● TASK OBJECTIVE: Edit the listing below, changing "ice cliff" to "glacier front" and leaving everything else unchanged. Don't include the pictures in your answer.

● INFORMATION SUPPLIED:

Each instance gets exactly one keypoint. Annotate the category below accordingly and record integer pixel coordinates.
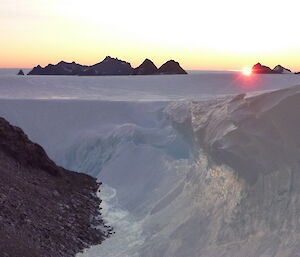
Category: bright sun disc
(247, 71)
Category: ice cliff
(184, 178)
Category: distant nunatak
(109, 66)
(262, 69)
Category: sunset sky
(210, 35)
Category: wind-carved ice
(186, 178)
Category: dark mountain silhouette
(62, 68)
(109, 66)
(281, 69)
(171, 67)
(261, 69)
(146, 68)
(45, 210)
(21, 73)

● EXERCISE SOLUTION:
Each instance gets exactly one keypoint. Annotate the category below accordingly and record integer pixel coordinates.
Category: bright sun disc
(247, 71)
Category: glacier front
(184, 178)
Category: distant nunatak
(109, 66)
(262, 69)
Category: sunset sky
(210, 35)
Category: wind-carved ice
(186, 178)
Category: dark mountain silhouette
(62, 68)
(109, 66)
(281, 69)
(171, 67)
(261, 69)
(146, 68)
(45, 210)
(21, 73)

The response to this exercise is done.